[Excerpts of labeled region data]
****

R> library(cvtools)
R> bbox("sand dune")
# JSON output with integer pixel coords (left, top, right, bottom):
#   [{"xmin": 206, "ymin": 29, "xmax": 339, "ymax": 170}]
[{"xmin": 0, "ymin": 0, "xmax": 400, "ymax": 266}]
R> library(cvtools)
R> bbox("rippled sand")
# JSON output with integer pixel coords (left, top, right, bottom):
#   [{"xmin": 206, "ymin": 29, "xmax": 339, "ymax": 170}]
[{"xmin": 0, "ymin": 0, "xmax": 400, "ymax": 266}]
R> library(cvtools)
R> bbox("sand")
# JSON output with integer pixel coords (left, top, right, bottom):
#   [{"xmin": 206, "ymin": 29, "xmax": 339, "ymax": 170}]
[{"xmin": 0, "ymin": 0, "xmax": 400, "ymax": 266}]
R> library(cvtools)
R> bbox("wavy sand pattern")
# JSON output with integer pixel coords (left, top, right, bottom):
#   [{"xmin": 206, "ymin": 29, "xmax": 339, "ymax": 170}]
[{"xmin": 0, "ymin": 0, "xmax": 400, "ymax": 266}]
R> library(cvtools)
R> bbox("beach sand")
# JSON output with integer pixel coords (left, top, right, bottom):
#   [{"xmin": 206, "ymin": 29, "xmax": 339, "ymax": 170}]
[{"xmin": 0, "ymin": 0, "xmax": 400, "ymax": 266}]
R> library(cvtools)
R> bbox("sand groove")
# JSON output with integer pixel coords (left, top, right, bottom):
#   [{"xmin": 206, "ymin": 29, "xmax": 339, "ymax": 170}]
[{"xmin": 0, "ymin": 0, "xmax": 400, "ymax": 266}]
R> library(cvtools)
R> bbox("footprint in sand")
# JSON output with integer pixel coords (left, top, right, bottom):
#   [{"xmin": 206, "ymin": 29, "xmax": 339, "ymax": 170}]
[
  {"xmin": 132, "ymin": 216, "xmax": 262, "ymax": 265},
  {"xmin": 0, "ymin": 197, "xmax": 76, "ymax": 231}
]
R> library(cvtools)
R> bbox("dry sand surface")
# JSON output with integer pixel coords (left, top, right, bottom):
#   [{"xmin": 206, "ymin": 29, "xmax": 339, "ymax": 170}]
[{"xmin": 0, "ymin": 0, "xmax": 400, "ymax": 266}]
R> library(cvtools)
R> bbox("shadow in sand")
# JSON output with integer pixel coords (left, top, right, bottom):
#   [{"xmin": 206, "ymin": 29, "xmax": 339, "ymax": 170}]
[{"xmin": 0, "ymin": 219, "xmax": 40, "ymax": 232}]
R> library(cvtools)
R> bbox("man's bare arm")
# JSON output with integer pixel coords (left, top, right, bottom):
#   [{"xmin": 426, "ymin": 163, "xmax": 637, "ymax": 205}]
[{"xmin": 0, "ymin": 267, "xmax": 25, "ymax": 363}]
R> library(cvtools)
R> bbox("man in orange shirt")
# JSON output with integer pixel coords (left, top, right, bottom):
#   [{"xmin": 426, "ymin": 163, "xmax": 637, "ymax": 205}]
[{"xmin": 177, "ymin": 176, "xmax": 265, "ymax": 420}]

****

Task prompt:
Return every line of the records above that contains the string "bbox". Treat uppercase and lowercase letters as distinct.

Solution to this exercise:
R> bbox("sand dune")
R> bbox("rippled sand")
R> bbox("sand")
R> bbox("wavy sand pattern")
R> bbox("beach sand")
R> bbox("sand groove")
R> bbox("footprint in sand")
R> bbox("dry sand surface")
R> bbox("shadow in sand")
R> bbox("man's bare arm")
R> bbox("man in orange shirt")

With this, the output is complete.